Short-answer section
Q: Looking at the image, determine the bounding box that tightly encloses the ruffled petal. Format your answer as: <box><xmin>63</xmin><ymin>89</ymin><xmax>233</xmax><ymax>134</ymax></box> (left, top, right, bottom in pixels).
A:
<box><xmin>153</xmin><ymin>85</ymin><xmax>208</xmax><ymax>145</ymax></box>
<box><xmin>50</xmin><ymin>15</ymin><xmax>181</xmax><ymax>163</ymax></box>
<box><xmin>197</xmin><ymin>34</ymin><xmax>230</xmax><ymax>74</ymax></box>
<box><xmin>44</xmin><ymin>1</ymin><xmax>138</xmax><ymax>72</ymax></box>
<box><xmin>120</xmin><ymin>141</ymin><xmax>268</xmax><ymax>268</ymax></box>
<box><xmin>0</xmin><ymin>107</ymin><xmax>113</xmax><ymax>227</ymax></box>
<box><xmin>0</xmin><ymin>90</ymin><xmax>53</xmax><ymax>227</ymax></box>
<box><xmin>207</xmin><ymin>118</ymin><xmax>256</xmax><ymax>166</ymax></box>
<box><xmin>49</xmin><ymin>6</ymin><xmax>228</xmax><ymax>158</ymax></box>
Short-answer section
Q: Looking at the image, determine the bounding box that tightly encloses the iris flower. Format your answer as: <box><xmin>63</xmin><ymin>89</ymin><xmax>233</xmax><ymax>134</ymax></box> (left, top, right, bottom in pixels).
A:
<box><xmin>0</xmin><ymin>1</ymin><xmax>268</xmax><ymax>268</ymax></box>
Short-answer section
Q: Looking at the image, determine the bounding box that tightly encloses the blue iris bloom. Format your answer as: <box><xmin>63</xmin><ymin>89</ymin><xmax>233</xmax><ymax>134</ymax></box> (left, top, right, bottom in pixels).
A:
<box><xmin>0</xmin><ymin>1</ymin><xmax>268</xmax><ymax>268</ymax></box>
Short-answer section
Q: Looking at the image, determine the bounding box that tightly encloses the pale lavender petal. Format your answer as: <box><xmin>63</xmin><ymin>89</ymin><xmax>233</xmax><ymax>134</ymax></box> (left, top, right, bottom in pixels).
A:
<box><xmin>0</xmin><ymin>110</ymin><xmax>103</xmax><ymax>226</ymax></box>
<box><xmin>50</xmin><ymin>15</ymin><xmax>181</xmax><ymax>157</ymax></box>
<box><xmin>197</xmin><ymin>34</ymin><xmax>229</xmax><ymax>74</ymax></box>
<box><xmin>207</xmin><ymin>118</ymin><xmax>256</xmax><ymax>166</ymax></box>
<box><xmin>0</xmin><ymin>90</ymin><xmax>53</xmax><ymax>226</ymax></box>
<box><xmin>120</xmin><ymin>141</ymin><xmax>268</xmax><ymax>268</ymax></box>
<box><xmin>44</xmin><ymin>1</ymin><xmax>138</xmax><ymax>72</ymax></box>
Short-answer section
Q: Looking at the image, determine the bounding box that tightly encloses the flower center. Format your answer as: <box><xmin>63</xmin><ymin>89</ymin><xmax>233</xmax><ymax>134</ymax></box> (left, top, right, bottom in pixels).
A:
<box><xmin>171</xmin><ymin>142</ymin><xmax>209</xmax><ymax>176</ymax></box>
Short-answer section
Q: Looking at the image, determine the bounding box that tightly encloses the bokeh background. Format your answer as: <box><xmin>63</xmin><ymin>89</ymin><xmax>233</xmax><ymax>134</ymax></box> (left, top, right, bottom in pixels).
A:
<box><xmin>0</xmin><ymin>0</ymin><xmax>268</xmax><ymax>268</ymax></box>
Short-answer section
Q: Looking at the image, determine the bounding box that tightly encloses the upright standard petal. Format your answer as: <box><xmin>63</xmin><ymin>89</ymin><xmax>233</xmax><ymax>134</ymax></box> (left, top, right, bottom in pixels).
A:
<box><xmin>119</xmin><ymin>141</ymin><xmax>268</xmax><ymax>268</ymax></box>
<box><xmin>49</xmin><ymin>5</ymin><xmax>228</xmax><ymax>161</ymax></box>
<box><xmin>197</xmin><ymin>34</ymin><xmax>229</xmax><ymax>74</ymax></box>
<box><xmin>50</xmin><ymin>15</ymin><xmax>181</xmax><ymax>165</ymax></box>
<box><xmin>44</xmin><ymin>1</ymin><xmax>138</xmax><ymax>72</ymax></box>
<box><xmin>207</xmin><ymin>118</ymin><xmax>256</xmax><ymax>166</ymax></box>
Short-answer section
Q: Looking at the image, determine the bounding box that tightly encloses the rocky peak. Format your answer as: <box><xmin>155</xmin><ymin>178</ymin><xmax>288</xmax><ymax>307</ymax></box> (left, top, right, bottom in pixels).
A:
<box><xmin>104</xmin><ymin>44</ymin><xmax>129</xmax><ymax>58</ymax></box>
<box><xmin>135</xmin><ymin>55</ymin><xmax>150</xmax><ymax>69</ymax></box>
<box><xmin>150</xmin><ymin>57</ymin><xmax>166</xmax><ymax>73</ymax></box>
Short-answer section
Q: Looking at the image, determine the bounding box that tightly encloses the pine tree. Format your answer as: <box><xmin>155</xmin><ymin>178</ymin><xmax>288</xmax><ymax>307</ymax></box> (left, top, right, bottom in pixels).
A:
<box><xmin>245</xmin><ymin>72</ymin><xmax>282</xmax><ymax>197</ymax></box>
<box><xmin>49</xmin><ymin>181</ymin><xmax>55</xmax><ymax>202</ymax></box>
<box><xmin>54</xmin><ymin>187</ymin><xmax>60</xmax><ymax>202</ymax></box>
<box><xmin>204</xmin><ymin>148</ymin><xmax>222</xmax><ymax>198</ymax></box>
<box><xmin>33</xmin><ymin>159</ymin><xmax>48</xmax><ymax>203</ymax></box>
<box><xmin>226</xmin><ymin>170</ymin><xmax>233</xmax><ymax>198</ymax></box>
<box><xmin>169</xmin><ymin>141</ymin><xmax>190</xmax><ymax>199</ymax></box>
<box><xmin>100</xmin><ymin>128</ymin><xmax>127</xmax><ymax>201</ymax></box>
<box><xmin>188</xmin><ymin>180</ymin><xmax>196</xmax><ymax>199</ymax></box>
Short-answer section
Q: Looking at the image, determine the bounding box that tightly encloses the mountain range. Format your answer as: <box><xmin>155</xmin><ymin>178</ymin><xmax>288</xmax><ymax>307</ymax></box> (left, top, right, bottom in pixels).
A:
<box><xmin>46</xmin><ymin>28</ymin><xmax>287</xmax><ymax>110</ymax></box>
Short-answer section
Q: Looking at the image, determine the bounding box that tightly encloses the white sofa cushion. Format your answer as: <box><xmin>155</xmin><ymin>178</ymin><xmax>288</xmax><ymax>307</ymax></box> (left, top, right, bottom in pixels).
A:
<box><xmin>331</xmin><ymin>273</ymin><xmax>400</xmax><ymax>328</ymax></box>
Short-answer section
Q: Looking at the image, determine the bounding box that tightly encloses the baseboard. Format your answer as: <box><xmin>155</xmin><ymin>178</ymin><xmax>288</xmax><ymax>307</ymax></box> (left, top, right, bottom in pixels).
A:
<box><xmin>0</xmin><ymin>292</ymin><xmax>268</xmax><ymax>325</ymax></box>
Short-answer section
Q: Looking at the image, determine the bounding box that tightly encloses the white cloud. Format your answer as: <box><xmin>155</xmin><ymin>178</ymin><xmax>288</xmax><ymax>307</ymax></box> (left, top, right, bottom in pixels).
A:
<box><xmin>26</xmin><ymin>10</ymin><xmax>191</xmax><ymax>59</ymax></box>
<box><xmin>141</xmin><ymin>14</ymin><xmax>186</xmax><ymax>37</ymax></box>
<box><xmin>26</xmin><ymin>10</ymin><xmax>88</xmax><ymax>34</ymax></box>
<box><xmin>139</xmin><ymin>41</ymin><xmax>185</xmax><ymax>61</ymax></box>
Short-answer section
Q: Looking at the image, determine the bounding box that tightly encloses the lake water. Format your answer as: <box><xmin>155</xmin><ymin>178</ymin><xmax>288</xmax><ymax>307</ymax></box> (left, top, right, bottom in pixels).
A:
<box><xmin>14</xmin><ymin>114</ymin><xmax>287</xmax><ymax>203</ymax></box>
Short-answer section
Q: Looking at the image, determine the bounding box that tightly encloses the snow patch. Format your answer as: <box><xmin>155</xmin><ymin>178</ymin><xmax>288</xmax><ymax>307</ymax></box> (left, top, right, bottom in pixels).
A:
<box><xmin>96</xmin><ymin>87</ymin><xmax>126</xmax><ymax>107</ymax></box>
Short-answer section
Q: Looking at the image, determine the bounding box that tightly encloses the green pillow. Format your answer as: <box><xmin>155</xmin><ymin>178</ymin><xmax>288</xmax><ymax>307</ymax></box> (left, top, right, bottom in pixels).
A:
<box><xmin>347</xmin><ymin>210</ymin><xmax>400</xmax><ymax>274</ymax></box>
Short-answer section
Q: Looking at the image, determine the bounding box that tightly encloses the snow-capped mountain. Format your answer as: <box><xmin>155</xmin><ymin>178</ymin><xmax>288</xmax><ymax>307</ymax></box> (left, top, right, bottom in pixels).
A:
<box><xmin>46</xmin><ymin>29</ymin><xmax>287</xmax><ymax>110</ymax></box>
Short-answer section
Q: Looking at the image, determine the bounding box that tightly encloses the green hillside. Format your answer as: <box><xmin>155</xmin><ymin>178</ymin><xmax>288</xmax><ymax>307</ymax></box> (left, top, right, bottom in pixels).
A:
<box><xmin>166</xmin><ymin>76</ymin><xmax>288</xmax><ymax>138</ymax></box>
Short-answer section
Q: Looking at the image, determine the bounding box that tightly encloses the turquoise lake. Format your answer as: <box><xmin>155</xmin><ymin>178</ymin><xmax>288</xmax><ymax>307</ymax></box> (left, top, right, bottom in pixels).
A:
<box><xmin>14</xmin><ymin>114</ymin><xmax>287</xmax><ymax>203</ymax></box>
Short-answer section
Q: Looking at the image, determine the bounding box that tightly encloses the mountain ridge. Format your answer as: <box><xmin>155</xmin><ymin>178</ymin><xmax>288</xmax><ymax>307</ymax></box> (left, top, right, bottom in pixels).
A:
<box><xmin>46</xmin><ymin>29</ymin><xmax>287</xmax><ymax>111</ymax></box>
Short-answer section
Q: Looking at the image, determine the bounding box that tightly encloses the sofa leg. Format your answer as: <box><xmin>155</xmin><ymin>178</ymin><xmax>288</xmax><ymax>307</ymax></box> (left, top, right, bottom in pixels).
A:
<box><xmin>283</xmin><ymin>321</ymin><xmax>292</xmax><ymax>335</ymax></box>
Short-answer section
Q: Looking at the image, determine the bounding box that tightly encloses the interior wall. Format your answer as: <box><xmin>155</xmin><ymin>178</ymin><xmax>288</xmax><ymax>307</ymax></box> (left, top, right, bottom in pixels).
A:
+ + + + + + +
**Instructions to follow:**
Show every line of the material above that contains the word "baseboard", reproducing each such line in full. Matching is case-sensitive.

**Answer to this task:**
Q: Looking at the image, determine the bounding box that tightly encloses the baseboard. Format your answer as: <box><xmin>155</xmin><ymin>178</ymin><xmax>288</xmax><ymax>307</ymax></box> (left, top, right, bottom in pixels).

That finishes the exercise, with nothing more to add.